(A run of records)
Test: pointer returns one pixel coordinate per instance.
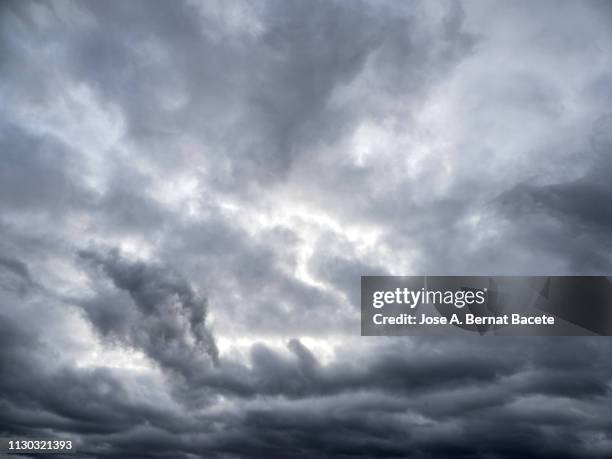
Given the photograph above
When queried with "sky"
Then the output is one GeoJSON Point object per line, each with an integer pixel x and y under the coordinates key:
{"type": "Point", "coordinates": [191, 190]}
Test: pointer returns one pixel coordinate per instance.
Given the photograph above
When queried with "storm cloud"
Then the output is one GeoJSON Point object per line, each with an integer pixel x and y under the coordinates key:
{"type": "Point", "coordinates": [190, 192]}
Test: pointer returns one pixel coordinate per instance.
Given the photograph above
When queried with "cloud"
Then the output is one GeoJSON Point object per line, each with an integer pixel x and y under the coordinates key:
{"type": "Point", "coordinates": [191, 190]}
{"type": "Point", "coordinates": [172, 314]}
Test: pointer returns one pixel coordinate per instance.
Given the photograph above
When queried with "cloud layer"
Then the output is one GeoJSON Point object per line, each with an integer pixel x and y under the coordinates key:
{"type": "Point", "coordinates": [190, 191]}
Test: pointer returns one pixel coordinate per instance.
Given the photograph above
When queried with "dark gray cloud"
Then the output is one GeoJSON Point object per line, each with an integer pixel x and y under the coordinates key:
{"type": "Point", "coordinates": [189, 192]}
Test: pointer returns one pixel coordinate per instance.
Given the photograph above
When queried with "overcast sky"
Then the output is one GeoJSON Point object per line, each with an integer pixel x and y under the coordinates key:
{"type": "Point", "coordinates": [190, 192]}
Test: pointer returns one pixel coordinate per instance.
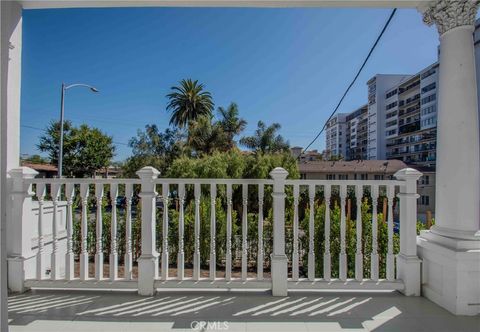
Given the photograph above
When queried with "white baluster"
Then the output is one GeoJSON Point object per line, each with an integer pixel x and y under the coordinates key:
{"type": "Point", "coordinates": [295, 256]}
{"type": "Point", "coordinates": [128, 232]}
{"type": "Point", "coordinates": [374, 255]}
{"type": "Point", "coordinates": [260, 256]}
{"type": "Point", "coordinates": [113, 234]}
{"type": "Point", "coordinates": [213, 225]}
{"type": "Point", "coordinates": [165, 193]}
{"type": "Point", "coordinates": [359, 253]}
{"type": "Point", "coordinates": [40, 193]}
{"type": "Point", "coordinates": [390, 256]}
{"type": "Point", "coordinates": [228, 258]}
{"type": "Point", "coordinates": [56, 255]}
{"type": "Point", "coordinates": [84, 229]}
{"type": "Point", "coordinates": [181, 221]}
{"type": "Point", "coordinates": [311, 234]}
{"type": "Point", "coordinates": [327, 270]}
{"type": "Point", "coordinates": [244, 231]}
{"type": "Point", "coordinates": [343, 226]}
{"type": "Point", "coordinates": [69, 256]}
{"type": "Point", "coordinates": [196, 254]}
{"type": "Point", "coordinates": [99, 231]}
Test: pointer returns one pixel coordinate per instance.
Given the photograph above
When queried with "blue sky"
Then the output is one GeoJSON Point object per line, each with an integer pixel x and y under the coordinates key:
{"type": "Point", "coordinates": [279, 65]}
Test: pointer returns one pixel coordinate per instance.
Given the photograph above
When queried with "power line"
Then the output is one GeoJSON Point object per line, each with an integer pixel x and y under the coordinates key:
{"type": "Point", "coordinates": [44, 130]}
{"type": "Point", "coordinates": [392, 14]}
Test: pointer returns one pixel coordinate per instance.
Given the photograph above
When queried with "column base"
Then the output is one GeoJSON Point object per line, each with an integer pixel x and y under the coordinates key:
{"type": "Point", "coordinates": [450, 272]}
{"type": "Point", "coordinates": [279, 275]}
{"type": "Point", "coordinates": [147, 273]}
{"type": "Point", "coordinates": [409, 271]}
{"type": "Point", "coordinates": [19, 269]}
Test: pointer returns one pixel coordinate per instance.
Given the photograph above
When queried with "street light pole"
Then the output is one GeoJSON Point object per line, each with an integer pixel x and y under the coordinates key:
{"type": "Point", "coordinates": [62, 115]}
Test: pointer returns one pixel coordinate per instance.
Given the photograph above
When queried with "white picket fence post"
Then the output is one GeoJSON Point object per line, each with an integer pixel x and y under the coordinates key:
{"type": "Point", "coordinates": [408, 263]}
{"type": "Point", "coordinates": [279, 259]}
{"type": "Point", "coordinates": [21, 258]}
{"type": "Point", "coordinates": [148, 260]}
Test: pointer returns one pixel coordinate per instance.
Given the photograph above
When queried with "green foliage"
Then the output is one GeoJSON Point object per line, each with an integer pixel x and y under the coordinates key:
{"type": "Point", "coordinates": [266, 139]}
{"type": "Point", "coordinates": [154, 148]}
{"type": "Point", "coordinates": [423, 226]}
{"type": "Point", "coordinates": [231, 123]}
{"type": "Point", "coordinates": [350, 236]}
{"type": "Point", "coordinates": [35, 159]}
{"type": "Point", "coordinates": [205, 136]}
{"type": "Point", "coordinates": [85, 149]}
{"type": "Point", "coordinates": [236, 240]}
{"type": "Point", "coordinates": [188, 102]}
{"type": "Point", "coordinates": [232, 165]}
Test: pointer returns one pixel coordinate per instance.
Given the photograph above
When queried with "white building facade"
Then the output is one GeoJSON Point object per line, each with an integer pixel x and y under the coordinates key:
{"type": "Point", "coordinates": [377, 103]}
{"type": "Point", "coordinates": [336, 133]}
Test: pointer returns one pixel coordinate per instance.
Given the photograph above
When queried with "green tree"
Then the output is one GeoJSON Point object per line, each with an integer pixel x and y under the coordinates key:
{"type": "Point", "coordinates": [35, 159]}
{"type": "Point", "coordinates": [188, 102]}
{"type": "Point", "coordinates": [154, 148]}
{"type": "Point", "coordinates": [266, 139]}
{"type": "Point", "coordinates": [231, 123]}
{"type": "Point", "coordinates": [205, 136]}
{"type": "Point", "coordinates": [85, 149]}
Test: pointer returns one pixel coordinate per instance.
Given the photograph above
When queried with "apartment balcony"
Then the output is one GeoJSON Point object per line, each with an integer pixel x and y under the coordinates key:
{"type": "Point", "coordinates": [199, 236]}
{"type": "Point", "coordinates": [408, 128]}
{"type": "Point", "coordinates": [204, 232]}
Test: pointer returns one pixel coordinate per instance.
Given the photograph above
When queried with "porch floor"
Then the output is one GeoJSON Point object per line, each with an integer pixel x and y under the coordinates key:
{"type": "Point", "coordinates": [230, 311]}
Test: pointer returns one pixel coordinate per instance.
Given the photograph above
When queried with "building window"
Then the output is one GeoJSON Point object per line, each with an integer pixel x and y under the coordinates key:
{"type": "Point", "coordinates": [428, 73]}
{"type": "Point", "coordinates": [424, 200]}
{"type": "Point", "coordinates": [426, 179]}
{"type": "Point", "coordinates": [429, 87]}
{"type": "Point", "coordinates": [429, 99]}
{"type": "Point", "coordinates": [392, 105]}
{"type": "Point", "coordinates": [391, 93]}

Set task:
Print all the records again exactly; do not include any picture.

Worked solution:
Test: pointer returns one pixel coordinate per instance.
Given the photograph above
When queried with "sky"
Then the output is one GeoJSON Point object per line, each with an integer pixel x and y under the coordinates key:
{"type": "Point", "coordinates": [191, 190]}
Test: pointer returns one pixel coordinate per instance.
Given the photograph above
When queried with "storm cloud"
Then the output is one GeoJSON Point object per line, each with an integer pixel x and y under the coordinates key:
{"type": "Point", "coordinates": [190, 192]}
Test: pointer returns one pixel coordinate per instance.
Given the photograph above
When queried with "cloud"
Then the output is one GeoJSON Point object per line, each with an integer pixel x and y under the coordinates key:
{"type": "Point", "coordinates": [191, 190]}
{"type": "Point", "coordinates": [172, 314]}
Test: pointer returns one pixel coordinate per instance.
Given the photograph above
When queried with "cloud layer"
Then the output is one GeoJSON Point object per line, each with an integer pixel x and y under the coordinates key:
{"type": "Point", "coordinates": [190, 191]}
Test: pointer returns one pixel coordinate per instance.
Given the photograph above
When queried with "dark gray cloud"
Then the output is one GeoJSON Point object per line, each with an integer pixel x and y under the coordinates key:
{"type": "Point", "coordinates": [189, 192]}
Test: pointer returns one pixel coordinate per instance.
Given the photograph above
When queried with "overcast sky"
Then the output is one GeoJSON Point object per line, each with an integer pixel x and y under the coordinates key:
{"type": "Point", "coordinates": [190, 192]}
Test: pointer returns one pixel coordinate per instance.
Given the photograph above
When queried with "white baluster"
Then the output is one GeoJSON Point object per line, each with an integer pixel x and y under the coordinates key:
{"type": "Point", "coordinates": [295, 256]}
{"type": "Point", "coordinates": [128, 232]}
{"type": "Point", "coordinates": [374, 255]}
{"type": "Point", "coordinates": [260, 256]}
{"type": "Point", "coordinates": [113, 234]}
{"type": "Point", "coordinates": [213, 225]}
{"type": "Point", "coordinates": [165, 193]}
{"type": "Point", "coordinates": [359, 253]}
{"type": "Point", "coordinates": [40, 193]}
{"type": "Point", "coordinates": [390, 256]}
{"type": "Point", "coordinates": [228, 258]}
{"type": "Point", "coordinates": [56, 255]}
{"type": "Point", "coordinates": [84, 229]}
{"type": "Point", "coordinates": [181, 221]}
{"type": "Point", "coordinates": [311, 234]}
{"type": "Point", "coordinates": [327, 270]}
{"type": "Point", "coordinates": [244, 231]}
{"type": "Point", "coordinates": [343, 226]}
{"type": "Point", "coordinates": [69, 256]}
{"type": "Point", "coordinates": [196, 254]}
{"type": "Point", "coordinates": [99, 231]}
Test: pointer returns one pixel coordinate per instance.
Given the photograph above
When queried with "blue sky"
Then the output is one GeoJSON Point object per line, each with an integer pixel x and y under the coordinates key:
{"type": "Point", "coordinates": [279, 65]}
Test: pointer returns one pixel coordinate per instance.
Given the photograph above
When queried with "power line"
Then the output is one GeoJSON Point object per line, each with an integer pixel x and y under the coordinates key:
{"type": "Point", "coordinates": [44, 130]}
{"type": "Point", "coordinates": [392, 14]}
Test: pointer returns one pixel coordinate per instance.
Given the photograph above
When queried with "column base"
Then the output is one GeoJSON Point object per line, each with an integer pixel x and y under the coordinates key:
{"type": "Point", "coordinates": [450, 272]}
{"type": "Point", "coordinates": [279, 275]}
{"type": "Point", "coordinates": [147, 273]}
{"type": "Point", "coordinates": [409, 271]}
{"type": "Point", "coordinates": [19, 269]}
Test: pointer returns one pixel coordinate per instance.
Given the photograph above
When queried with "street light pole"
Then the output is one GeoJSON Point object per line, each with an integer pixel x and y under the coordinates key:
{"type": "Point", "coordinates": [62, 115]}
Test: pointer returns one pixel coordinate per instance.
Given the photograph above
When queried with "white picket fence post"
Then the output is one GeoJSON Point object per line, each with an integer pixel x and y under the coordinates key:
{"type": "Point", "coordinates": [408, 263]}
{"type": "Point", "coordinates": [279, 259]}
{"type": "Point", "coordinates": [21, 258]}
{"type": "Point", "coordinates": [148, 260]}
Test: pointer returns one pixel coordinate per instance.
Given the photograph above
When queried with "green foliage"
Then the output is one GeoJSON Point object per line, each with an integer pixel x and y under the coordinates key:
{"type": "Point", "coordinates": [266, 139]}
{"type": "Point", "coordinates": [154, 148]}
{"type": "Point", "coordinates": [423, 226]}
{"type": "Point", "coordinates": [231, 123]}
{"type": "Point", "coordinates": [350, 236]}
{"type": "Point", "coordinates": [35, 159]}
{"type": "Point", "coordinates": [205, 136]}
{"type": "Point", "coordinates": [85, 149]}
{"type": "Point", "coordinates": [236, 240]}
{"type": "Point", "coordinates": [188, 102]}
{"type": "Point", "coordinates": [232, 165]}
Test: pointer returns one pixel coordinate per instance.
Given the photograph above
When queried with "white building facade"
Then the output is one GeoJSON Point object per line, each with an integer pixel x and y under the coordinates key:
{"type": "Point", "coordinates": [377, 103]}
{"type": "Point", "coordinates": [336, 133]}
Test: pointer returns one pixel coordinate per instance.
Given the photograph above
When queried with "green tree"
Then the output is one GeoJSON Point object per line, each with an integer pixel x and y under the coordinates key:
{"type": "Point", "coordinates": [35, 159]}
{"type": "Point", "coordinates": [188, 102]}
{"type": "Point", "coordinates": [154, 148]}
{"type": "Point", "coordinates": [266, 139]}
{"type": "Point", "coordinates": [231, 123]}
{"type": "Point", "coordinates": [205, 136]}
{"type": "Point", "coordinates": [85, 149]}
Test: pointer returns one pixel coordinate per instance.
Given the photograph above
When queried with "apartment balcony"
Then the output is one GeoJSON Point object per line, each with an integer pixel x and y under the coordinates key:
{"type": "Point", "coordinates": [199, 236]}
{"type": "Point", "coordinates": [408, 128]}
{"type": "Point", "coordinates": [204, 232]}
Test: pointer returns one pixel coordinate per instance.
Given the photograph above
When queried with "porch floor"
Then the output is one GeoJSON Point object per line, each with an integer pixel x and y under the coordinates key:
{"type": "Point", "coordinates": [230, 311]}
Test: pointer returns one pixel coordinate per instance.
Given the photograph above
When queried with "building window"
Then the output is one GeoJSON Point object per line, each with an integer pixel x and y under the coordinates key:
{"type": "Point", "coordinates": [428, 73]}
{"type": "Point", "coordinates": [424, 200]}
{"type": "Point", "coordinates": [426, 179]}
{"type": "Point", "coordinates": [429, 87]}
{"type": "Point", "coordinates": [429, 99]}
{"type": "Point", "coordinates": [392, 105]}
{"type": "Point", "coordinates": [391, 93]}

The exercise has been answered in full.